>>>>>

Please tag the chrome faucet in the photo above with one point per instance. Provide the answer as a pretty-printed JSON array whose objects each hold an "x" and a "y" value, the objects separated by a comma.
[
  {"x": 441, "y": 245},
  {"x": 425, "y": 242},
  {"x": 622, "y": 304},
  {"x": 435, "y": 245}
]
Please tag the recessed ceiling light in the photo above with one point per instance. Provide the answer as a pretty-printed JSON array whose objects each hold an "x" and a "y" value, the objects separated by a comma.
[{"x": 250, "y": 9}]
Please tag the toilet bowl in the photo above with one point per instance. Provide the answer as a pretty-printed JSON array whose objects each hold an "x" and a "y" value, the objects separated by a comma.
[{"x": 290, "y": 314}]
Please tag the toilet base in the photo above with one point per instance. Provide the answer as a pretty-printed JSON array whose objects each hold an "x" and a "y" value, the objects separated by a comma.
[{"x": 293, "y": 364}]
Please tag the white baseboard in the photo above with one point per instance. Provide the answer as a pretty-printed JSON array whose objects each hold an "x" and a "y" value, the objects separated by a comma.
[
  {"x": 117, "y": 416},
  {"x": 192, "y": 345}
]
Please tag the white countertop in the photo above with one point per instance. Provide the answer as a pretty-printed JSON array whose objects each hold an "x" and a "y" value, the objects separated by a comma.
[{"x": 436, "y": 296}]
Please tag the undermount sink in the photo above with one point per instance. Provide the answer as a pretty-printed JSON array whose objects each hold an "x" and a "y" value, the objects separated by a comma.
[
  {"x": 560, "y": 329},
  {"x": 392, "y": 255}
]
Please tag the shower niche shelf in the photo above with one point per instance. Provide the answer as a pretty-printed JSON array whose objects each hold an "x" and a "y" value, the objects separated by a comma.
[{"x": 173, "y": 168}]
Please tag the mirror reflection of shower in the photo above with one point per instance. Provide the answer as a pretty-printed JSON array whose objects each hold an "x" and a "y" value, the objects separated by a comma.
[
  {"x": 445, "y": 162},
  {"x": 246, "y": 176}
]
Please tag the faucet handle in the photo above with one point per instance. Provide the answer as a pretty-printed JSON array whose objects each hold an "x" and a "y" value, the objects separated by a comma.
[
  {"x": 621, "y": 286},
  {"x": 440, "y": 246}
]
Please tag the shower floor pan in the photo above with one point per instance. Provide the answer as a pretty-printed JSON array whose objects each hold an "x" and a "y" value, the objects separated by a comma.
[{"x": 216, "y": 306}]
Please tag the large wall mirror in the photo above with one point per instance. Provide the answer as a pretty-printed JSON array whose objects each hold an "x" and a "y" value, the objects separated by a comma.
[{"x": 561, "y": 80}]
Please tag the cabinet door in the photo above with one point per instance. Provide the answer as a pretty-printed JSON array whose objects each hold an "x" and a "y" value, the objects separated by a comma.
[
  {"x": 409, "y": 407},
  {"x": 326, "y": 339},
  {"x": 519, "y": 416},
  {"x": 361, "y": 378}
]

<<<<<

**WHAT IS EXPECTED:** The answer must be a word-for-word restatement of the records.

**SOLUTION:**
Please tag the chrome faucet in the photo above with one point per instance. Provide the answer as a pretty-printed JSON array whose objects each hold an "x" and a "y" value, the objects separated by a comma.
[
  {"x": 441, "y": 245},
  {"x": 425, "y": 242},
  {"x": 622, "y": 304},
  {"x": 435, "y": 245}
]
Please tag the recessed ceiling light in the photo above with one point per instance. Provide the answer as a pretty-printed JSON array whose objects each hold an "x" and a "y" value, the objects separated by a comma.
[{"x": 250, "y": 9}]
Please tag the toilet bowl in the photo above with one point per instance. Provide the answer as a pretty-printed JSON array whose objects each hold an "x" and a "y" value, the objects separated by a comma.
[{"x": 290, "y": 314}]
Please tag the toilet base in the photo above with one point per instance. Provide the answer as a pretty-printed JSON array whose objects each hold an "x" and a "y" value, the objects separated by a comma.
[{"x": 293, "y": 364}]
Please tag the white baseboard in the photo above with one point per instance. Provide the answer as a pretty-printed JSON array whose objects each hold an "x" and a "y" value, the objects separated by a comma.
[
  {"x": 117, "y": 416},
  {"x": 192, "y": 345}
]
Please tag the white countertop in the photo above with one point per instance. Provide the answer as a pretty-printed JSON array whose objects each hold an "x" and a "y" value, the objects separated by a comma.
[{"x": 436, "y": 296}]
Please tag the undermount sink in the photo above with one point per instance. Provide the answer as a pretty-printed JSON array whose objects each hold an "x" and a "y" value, the objects separated by a comma.
[
  {"x": 560, "y": 329},
  {"x": 392, "y": 255}
]
Please tag the shower niche shelf in the photo above with one point per instance. Provide the answer as a pretty-printed JSON array whose objects each hold an "x" and a "y" value, the objects separated by a comma.
[{"x": 173, "y": 168}]
Please tag the mirror reflection of shower in the photo above with one point per instance. Provide the answer as a pretty-printed JSON array whose objects each hold an "x" and a "y" value, the objects separated by a comma.
[
  {"x": 445, "y": 162},
  {"x": 246, "y": 176}
]
Please tag the faucet handle in the photo above with one point per instance. Provide the answer as a pretty-printed JSON array whose objects each hold an "x" and a "y" value, the objects separated by a comma.
[
  {"x": 621, "y": 286},
  {"x": 440, "y": 246}
]
Please tag the shower floor pan in the photo above with one point per instance. Provide the answer as a pretty-printed JSON array whose objects each hold an "x" and a "y" value, the objects separated by a comma.
[{"x": 216, "y": 306}]
Please tag the large wall mirror in the photo above with one point per instance. Provide the answer as a pretty-printed JSON array whose objects each hold an "x" and a "y" value, the objects separated by a comma.
[{"x": 561, "y": 80}]
Please tag the cabinet door in the photo above with one point per instance. Provide the answer as a pretty-printed JSON array whose objects each hold an "x" and a "y" value, the objects separated by a comma.
[
  {"x": 409, "y": 407},
  {"x": 326, "y": 339},
  {"x": 519, "y": 416},
  {"x": 361, "y": 378}
]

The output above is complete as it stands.